Point-per-instance localization data
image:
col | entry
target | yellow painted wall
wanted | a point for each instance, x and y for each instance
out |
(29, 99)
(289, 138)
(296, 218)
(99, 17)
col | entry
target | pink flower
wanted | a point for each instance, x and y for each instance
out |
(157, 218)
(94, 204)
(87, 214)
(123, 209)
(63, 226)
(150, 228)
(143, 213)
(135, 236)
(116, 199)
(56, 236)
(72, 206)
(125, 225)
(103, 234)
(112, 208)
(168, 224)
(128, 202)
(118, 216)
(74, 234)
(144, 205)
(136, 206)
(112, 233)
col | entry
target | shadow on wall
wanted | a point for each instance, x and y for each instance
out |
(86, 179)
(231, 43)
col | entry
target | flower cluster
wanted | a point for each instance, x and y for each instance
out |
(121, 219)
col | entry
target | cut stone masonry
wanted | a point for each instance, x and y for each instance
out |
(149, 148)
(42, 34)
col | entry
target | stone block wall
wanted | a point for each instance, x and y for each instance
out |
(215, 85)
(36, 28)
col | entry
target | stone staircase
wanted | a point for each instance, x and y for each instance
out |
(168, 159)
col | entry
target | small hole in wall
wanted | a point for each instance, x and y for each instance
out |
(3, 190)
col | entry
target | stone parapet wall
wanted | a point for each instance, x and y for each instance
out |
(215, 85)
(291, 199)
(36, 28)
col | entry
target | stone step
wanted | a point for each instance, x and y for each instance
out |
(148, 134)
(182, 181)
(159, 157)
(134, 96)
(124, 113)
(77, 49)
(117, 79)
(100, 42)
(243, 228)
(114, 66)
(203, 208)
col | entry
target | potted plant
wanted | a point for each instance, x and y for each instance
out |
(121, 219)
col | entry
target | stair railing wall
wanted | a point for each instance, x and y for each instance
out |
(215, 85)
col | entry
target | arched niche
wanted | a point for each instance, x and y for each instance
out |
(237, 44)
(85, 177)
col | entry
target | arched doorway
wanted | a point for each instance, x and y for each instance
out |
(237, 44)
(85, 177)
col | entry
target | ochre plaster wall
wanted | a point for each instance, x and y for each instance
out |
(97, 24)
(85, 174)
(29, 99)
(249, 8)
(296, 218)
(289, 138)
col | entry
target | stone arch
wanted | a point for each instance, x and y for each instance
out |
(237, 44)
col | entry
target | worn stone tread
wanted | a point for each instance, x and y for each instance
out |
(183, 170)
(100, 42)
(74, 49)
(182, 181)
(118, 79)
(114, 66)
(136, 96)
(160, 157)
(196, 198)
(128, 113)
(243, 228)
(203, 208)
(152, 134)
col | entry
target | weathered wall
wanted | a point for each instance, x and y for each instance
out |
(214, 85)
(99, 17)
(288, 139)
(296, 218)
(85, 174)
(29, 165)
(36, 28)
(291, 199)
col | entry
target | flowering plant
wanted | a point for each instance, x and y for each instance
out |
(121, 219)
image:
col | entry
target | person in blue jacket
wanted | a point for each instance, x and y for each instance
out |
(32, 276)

==

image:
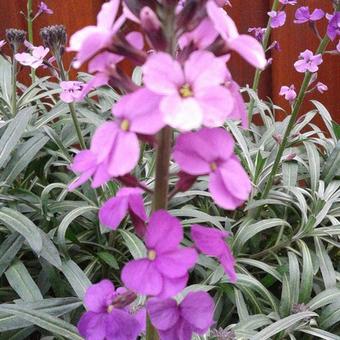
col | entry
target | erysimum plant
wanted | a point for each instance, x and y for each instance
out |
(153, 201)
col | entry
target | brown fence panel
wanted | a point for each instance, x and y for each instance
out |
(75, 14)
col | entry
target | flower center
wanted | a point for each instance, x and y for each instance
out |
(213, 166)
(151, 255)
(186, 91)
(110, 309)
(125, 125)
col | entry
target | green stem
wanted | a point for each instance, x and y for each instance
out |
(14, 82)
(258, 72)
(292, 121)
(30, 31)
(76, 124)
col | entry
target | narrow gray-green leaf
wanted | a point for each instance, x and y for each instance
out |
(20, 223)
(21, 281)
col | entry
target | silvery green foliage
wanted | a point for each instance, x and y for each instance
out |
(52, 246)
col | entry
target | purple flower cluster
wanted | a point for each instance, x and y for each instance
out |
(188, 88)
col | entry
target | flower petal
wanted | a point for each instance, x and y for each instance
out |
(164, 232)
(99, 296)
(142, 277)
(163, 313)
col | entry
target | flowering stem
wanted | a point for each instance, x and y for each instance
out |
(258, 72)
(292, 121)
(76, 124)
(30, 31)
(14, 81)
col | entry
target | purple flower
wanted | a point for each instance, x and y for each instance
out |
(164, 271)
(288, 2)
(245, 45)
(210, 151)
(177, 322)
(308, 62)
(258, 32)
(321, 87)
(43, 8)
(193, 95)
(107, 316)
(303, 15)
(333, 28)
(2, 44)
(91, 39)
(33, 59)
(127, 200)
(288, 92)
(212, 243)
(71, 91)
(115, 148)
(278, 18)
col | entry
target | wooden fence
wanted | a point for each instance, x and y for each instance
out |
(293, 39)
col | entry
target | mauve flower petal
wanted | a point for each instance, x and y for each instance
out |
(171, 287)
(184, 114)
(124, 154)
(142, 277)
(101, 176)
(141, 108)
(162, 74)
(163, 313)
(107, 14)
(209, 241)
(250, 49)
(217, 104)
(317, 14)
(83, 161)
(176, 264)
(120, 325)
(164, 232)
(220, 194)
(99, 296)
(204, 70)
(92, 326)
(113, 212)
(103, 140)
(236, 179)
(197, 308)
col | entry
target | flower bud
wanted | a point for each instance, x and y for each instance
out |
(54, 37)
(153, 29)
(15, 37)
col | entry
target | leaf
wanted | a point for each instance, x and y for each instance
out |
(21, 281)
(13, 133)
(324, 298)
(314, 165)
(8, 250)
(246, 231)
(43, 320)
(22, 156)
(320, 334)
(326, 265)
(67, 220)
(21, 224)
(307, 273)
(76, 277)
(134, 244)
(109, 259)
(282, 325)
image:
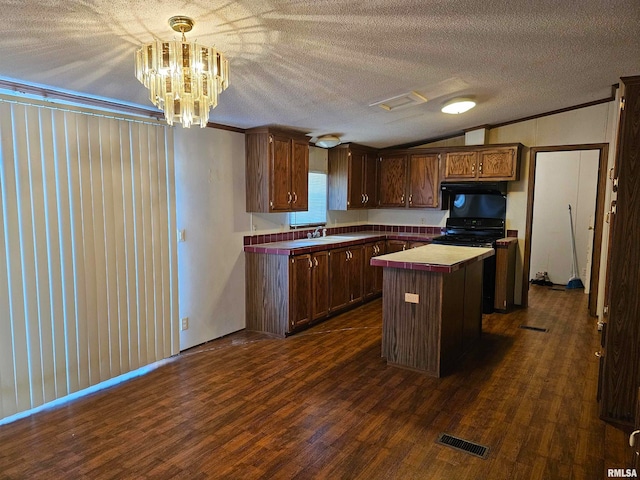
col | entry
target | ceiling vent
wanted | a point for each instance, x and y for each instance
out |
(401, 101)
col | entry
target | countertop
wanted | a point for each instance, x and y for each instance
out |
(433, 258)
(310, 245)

## Activity
Line count for the word "petal": give the number of lines in the entries above that contain it, and nothing more.

## Task result
2